> Selected passage
DNA Cell Biol. 2007 Sep;26(9):627-39.
Transcriptome of primary adipocytes from obese women in response to a novel hydroxycitric acid-based dietary supplement.
Roy S1, Shah H, Rink C, Khanna S, Bagchi D, Bagchi M, Sen CK.
BACKGROUND: Obesity is a global public health problem. Traditional herbal medicines may have some potential in managing obesity. The dried fruit rind of Garcinia cambogia, also known as Malabar tamarind, is a unique source of (-)-hydroxycitric acid (HCA), which exhibits a distinct sour taste and has been safely used for centuries in Southeastern Asia to make meals more filling. Recently it has been demonstrated that when taken orally, a novel, highly soluble calcium/potassium salt of HCA (HCA-SX) is safe and bioavailable in the human plasma. Although HCA-SX seems to be conditionally effective in weight management in experimental animals and in humans, its mechanism of action remains unclear.
METHODS: In this study, subcutaneous preadipocytes collected from obese women with body mass index>25 kg/m2 were differentiated to adipocytes for 2 weeks in culture. The effects of low-dose HCA-SX on lipid metabolism and on the adipocyte transcriptome were tested. HCA-SX augmented isoproterenol- and 3-isobutyryl-1-methylxanthine-induced lipolysis. Using oil red O, the production of lipid storage droplets by the cultured mature human adipocytes was visualized and enumerated.

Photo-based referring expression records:
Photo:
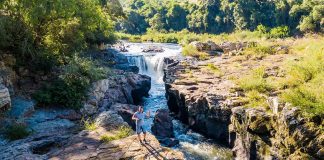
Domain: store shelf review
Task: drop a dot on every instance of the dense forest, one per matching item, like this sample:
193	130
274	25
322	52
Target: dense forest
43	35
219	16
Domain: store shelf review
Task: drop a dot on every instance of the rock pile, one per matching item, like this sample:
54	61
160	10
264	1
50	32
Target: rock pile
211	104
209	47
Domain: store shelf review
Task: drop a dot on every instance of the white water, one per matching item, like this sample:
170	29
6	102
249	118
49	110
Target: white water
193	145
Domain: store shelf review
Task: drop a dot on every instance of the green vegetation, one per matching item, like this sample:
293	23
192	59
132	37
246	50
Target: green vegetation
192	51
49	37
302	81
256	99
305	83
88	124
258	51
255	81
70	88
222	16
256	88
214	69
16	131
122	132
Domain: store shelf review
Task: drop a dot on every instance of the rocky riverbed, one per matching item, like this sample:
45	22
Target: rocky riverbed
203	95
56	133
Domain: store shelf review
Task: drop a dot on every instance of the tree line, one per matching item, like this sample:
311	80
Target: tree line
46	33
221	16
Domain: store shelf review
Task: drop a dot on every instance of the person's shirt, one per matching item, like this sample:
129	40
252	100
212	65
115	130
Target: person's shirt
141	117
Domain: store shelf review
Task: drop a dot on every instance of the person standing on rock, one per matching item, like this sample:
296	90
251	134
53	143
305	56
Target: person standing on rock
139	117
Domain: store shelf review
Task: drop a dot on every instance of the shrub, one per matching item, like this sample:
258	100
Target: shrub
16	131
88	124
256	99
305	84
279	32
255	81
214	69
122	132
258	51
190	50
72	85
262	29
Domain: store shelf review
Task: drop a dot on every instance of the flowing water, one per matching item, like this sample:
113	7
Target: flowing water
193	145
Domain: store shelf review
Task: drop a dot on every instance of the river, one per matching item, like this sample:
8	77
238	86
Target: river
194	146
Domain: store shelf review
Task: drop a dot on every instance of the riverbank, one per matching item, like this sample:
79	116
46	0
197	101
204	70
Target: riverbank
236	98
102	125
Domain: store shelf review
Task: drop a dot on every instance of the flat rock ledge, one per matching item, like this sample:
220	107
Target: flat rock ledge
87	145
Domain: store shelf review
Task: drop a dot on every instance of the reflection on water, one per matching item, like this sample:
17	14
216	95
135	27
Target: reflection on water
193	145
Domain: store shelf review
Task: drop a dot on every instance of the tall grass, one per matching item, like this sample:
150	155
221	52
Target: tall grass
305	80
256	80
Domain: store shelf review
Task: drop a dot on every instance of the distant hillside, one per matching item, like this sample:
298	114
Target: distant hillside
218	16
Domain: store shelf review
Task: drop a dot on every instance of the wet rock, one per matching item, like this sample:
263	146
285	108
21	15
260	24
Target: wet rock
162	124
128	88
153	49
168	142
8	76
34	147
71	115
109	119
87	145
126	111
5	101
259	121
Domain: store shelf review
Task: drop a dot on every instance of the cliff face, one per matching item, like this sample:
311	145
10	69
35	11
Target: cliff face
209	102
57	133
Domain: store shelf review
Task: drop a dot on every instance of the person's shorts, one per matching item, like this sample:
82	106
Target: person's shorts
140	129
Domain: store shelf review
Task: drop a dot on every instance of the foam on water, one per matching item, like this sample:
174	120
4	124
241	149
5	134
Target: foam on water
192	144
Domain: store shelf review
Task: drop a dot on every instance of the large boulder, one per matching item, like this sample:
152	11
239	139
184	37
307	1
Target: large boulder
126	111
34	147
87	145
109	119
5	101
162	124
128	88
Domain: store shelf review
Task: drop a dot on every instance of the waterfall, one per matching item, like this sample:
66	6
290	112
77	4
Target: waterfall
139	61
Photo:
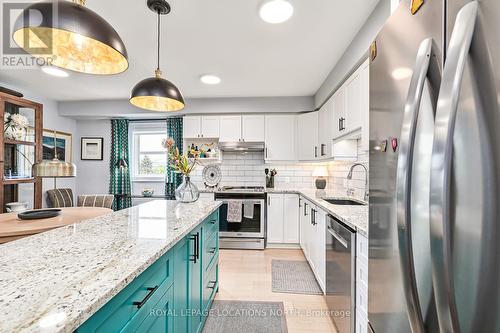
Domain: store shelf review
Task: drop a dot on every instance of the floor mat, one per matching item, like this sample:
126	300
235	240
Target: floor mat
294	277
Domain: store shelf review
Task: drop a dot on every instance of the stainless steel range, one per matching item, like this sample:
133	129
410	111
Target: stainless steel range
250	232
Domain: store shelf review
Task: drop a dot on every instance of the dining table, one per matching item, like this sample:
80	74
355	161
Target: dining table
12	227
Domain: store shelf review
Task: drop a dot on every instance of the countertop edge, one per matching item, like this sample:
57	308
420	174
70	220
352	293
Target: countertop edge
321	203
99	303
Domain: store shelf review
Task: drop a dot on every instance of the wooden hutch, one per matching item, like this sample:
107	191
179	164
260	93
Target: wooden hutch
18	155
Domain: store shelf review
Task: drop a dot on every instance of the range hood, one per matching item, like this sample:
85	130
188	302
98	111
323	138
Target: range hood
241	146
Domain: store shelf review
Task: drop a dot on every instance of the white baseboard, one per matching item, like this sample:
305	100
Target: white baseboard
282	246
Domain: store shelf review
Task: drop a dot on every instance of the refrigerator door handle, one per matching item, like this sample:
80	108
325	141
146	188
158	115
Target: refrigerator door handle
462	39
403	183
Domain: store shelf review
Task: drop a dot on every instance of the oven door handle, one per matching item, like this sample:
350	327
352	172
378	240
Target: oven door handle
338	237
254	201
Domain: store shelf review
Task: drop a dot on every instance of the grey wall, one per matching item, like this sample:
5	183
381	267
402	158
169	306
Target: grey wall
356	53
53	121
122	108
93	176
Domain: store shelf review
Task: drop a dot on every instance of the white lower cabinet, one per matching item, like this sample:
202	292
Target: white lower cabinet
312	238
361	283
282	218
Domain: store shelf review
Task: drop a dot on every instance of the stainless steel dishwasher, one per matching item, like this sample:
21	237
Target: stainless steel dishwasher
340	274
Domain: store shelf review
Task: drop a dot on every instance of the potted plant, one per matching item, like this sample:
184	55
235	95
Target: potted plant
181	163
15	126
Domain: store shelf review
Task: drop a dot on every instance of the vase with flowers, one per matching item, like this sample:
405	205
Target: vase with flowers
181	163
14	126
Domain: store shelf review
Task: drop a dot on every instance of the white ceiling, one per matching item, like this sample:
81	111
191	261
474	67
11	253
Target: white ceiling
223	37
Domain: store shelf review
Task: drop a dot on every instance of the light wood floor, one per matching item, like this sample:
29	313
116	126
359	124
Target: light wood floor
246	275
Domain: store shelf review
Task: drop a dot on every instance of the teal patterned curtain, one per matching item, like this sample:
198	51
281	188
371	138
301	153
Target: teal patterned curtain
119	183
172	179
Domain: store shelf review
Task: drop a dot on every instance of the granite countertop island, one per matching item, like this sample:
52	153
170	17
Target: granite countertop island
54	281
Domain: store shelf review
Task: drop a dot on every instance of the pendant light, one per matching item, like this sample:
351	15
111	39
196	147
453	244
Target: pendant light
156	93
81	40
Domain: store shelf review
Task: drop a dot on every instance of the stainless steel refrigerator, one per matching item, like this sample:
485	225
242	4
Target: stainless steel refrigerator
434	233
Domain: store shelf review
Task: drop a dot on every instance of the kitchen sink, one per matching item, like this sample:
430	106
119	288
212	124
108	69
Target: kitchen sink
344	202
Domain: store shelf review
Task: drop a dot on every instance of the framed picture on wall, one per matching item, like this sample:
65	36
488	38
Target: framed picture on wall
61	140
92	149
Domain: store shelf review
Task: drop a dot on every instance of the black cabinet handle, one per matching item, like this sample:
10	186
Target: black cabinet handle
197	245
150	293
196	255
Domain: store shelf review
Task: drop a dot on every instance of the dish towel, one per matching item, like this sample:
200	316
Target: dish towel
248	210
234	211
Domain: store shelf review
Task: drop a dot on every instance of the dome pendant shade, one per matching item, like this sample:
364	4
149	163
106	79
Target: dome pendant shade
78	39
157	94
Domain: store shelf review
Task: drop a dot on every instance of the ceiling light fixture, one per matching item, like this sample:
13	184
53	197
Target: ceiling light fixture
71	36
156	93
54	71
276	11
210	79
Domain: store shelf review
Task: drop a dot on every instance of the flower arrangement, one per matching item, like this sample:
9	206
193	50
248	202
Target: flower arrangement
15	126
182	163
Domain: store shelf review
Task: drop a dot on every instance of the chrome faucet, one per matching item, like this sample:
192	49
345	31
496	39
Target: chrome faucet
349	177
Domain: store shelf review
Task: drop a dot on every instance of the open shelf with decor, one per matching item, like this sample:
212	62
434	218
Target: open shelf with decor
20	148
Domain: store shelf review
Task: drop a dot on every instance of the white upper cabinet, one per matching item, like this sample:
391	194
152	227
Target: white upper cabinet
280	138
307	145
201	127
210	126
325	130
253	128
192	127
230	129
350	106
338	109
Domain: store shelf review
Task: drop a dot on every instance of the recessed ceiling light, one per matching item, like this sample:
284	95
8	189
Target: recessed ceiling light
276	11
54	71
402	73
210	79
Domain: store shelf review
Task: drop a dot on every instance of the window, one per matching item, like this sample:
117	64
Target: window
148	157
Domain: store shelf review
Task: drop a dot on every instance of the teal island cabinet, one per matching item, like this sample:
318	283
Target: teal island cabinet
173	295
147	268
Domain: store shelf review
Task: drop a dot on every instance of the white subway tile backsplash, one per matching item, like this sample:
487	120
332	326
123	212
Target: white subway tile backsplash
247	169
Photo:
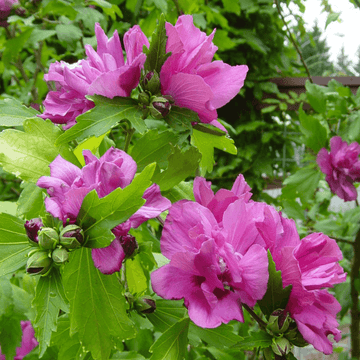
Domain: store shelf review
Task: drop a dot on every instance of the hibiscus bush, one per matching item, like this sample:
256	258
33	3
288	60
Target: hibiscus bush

> Check your understanding
**1.** Write out everything in the abstract from "Roy S1, Shah" down to "action remains unclear.".
**2.** Answer these questions using the abstract, with each question on its own line:
(a) By what other name is the fruit Garcinia cambogia known?
(b) What body mass index did the obese women from whom the preadipocytes were collected have?
(c) For how long were the preadipocytes differentiated to adipocytes in culture?

> Responses
**1.**
Roy S1, Shah H, Rink C, Khanna S, Bagchi D, Bagchi M, Sen CK.
BACKGROUND: Obesity is a global public health problem. Traditional herbal medicines may have some potential in managing obesity. The dried fruit rind of Garcinia cambogia, also known as Malabar tamarind, is a unique source of (-)-hydroxycitric acid (HCA), which exhibits a distinct sour taste and has been safely used for centuries in Southeastern Asia to make meals more filling. Recently it has been demonstrated that when taken orally, a novel, highly soluble calcium/potassium salt of HCA (HCA-SX) is safe and bioavailable in the human plasma. Although HCA-SX seems to be conditionally effective in weight management in experimental animals and in humans, its mechanism of action remains unclear.

**2.**
(a) Malabar tamarind
(b) Greater than 25 kg/m2
(c) 2 weeks